━━━━━ RECORDS PROVIDED

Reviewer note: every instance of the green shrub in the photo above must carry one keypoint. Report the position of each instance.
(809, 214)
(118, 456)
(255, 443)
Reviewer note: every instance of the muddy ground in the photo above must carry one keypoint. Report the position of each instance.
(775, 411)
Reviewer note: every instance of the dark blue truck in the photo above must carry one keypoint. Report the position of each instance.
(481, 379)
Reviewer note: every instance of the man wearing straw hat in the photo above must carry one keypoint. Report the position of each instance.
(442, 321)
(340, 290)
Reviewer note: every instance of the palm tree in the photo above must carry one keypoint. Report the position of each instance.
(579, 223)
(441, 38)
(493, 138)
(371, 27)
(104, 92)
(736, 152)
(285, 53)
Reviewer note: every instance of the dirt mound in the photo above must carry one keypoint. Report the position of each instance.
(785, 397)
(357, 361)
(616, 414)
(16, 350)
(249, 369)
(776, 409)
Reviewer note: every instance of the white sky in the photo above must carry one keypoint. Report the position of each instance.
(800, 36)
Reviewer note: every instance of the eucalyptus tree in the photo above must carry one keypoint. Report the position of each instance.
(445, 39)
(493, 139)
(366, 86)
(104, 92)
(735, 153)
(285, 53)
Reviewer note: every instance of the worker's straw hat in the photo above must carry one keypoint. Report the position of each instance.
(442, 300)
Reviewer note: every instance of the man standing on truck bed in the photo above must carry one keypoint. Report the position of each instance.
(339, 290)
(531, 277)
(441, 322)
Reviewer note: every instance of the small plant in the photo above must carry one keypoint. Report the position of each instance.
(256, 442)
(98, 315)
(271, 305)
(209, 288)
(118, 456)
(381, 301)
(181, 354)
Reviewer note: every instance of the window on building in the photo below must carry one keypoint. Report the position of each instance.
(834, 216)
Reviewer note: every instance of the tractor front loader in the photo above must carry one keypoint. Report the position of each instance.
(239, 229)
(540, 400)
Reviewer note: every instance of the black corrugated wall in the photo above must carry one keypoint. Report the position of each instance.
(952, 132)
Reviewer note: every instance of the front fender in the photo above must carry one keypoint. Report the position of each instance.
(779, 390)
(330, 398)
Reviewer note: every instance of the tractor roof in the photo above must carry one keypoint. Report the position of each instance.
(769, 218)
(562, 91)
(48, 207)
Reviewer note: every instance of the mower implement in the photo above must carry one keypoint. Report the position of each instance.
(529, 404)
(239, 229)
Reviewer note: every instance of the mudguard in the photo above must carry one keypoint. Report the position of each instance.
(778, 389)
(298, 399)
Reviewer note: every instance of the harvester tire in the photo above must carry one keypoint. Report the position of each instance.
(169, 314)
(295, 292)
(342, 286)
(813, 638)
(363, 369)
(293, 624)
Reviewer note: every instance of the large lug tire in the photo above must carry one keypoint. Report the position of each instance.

━━━━━━━━━━

REQUEST: Starting from the line containing "Reviewer note: every instance of the window", repeat each line through the end of the entries, exactly.

EXPECTED ANSWER:
Reviewer note: every instance of the window on building in the photo below must carry one keypoint. Report the position of each instance.
(834, 216)
Reviewer note: every instance of the tractor front loader in the photo above must carry one keypoint. Report the position of each instance.
(239, 229)
(540, 400)
Reviewer note: every instance of the black corrugated wall in the photo above must carry one keypoint. Report the position of each instance.
(952, 132)
Reviewer note: every instance of the front fender in the photo above must carry one keypoint. Report the position of each instance.
(779, 390)
(330, 398)
Reviewer note: every instance of the tractor roof in the photo above must carry one keypoint. Report the position of each instance.
(769, 218)
(562, 91)
(48, 207)
Reviewer note: every instance of the mower implement in the photo above must carry one keypoint. Report the position of each instance.
(529, 404)
(239, 229)
Reviewer note: every instance of the mudguard in the photo above must carry one keypoint. Report the position of each instance.
(778, 389)
(298, 399)
Reviewer note: every instance of the harvester tire in the photo above must carry one keypoint. Report the position of each instance.
(169, 314)
(295, 292)
(342, 286)
(813, 638)
(363, 369)
(293, 624)
Reviewer note: every instance of the large lug tire in the photo above must carry one keypoint. Report the position of each instance.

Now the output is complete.